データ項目
++++++++

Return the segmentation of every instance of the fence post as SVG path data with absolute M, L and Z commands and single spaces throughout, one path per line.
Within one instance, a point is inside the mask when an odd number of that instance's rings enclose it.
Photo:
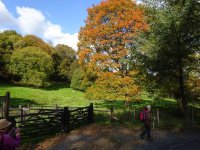
M 133 108 L 133 117 L 134 117 L 134 120 L 136 120 L 136 116 L 135 116 L 135 107 Z
M 88 122 L 91 123 L 94 121 L 94 113 L 93 113 L 93 103 L 90 103 L 88 108 Z
M 62 131 L 69 132 L 70 131 L 70 124 L 69 124 L 69 107 L 64 107 L 63 113 L 61 115 L 61 122 L 62 122 Z
M 10 92 L 6 92 L 5 108 L 4 108 L 4 115 L 6 119 L 9 118 L 9 107 L 10 107 Z
M 157 108 L 157 123 L 160 123 L 160 114 L 159 114 L 159 108 Z
M 110 117 L 111 117 L 110 121 L 113 122 L 113 117 L 114 117 L 114 108 L 113 107 L 110 108 Z
M 23 106 L 19 105 L 19 110 L 20 110 L 20 122 L 21 124 L 23 123 Z

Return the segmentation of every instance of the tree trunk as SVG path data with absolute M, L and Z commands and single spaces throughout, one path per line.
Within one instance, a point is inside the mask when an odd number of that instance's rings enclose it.
M 180 100 L 181 106 L 183 108 L 183 113 L 185 116 L 186 123 L 189 122 L 189 109 L 188 109 L 188 99 L 186 98 L 185 86 L 184 86 L 184 72 L 183 72 L 183 64 L 182 64 L 182 54 L 179 49 L 179 57 L 178 57 L 178 72 L 179 72 L 179 90 L 180 90 Z

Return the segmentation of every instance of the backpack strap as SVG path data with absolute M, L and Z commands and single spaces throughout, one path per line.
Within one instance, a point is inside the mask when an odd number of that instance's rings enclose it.
M 4 145 L 4 136 L 3 134 L 0 135 L 0 148 L 2 148 Z

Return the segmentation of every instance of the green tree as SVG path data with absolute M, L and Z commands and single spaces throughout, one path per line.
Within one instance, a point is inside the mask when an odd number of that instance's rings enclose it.
M 42 39 L 35 35 L 25 35 L 21 40 L 15 43 L 15 49 L 21 49 L 27 46 L 35 46 L 41 48 L 43 51 L 51 55 L 52 47 L 45 43 Z
M 76 52 L 73 48 L 58 44 L 52 54 L 54 61 L 55 73 L 53 75 L 54 79 L 71 81 L 70 66 L 72 62 L 76 59 Z
M 38 47 L 25 47 L 14 51 L 9 71 L 18 78 L 19 84 L 40 87 L 53 72 L 53 60 Z
M 149 1 L 147 1 L 149 2 Z M 150 1 L 152 2 L 152 1 Z M 199 63 L 200 4 L 196 0 L 159 1 L 151 14 L 151 33 L 144 45 L 149 79 L 162 93 L 177 99 L 188 120 L 188 80 Z M 149 3 L 148 3 L 149 4 Z
M 22 37 L 14 30 L 0 33 L 0 78 L 9 78 L 7 64 L 14 51 L 14 44 Z
M 78 68 L 73 72 L 70 87 L 75 90 L 85 91 L 91 85 L 86 72 Z

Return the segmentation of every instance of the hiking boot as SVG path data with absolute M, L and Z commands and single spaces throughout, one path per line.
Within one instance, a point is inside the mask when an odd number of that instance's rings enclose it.
M 141 140 L 144 140 L 144 137 L 143 137 L 142 135 L 140 135 L 140 139 L 141 139 Z
M 153 142 L 153 138 L 147 138 L 147 141 Z

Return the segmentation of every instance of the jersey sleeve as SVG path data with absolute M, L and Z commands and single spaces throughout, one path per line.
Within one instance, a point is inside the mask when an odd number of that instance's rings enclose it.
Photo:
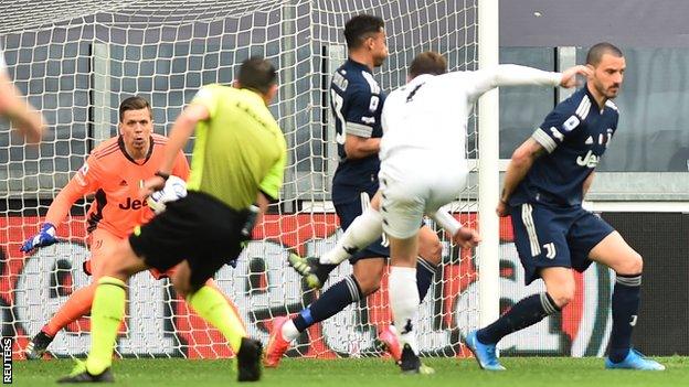
M 0 74 L 4 74 L 7 72 L 7 63 L 4 63 L 4 52 L 2 52 L 2 47 L 0 47 Z
M 555 107 L 531 137 L 545 148 L 548 153 L 552 153 L 558 146 L 564 142 L 564 139 L 579 128 L 581 121 L 582 118 L 576 112 Z
M 271 166 L 268 173 L 263 178 L 263 181 L 258 185 L 261 192 L 263 192 L 268 198 L 276 201 L 279 197 L 279 189 L 283 185 L 283 175 L 285 173 L 285 158 L 287 151 L 285 150 L 285 143 L 283 142 L 283 151 L 277 161 Z
M 177 155 L 177 159 L 174 159 L 172 174 L 182 178 L 182 180 L 184 181 L 189 179 L 189 162 L 187 161 L 187 158 L 184 157 L 184 153 L 182 153 L 182 151 L 180 151 Z
M 95 168 L 92 165 L 95 165 Z M 89 157 L 84 165 L 76 171 L 76 174 L 70 180 L 67 185 L 60 191 L 53 203 L 51 203 L 45 215 L 46 223 L 55 227 L 60 226 L 76 201 L 96 191 L 99 186 L 98 168 L 95 159 Z
M 218 114 L 218 92 L 213 85 L 203 86 L 191 99 L 191 104 L 204 106 L 209 110 L 209 116 L 213 118 Z
M 467 75 L 467 72 L 458 72 Z M 466 76 L 467 95 L 471 100 L 478 99 L 486 92 L 501 86 L 551 86 L 556 87 L 562 80 L 562 74 L 544 72 L 538 68 L 513 64 L 502 64 L 492 67 L 468 72 Z
M 373 133 L 377 120 L 375 112 L 380 104 L 380 96 L 372 94 L 370 89 L 358 87 L 347 96 L 347 111 L 344 112 L 344 132 L 363 138 L 370 138 Z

++++++++

## やること:
上の項目から、文字列「path」を含む行をすべて抜き出してください。

## 解答例:
Return the segmentation of every instance of the fence post as SVG path data with absolute M, L and Z commands and single spaces throughout, one path per line.
Return the segmentation of every instance of the tree trunk as SVG path data with absolute M, L and Z commands and single spaces throughout, one path per line.
Return the segmentation of every instance of the backpack strap as SVG path data with absolute M, L and Z commands and single spaces throughout, one path per line.
Return the segmentation of every instance of the green tree as SVG path data with absolute M, L and Z commands and single spaces throughout, one path per line.
Return the segmentation of every instance of the hiking boot as SVG path data with absolute M, L and Z commands and single spaces throughout, one path per line.
Return the segmentation of every instance of the jersey sleeve as SVG path data with absolute M, L and Z commands and single spaces throughout, one path per line.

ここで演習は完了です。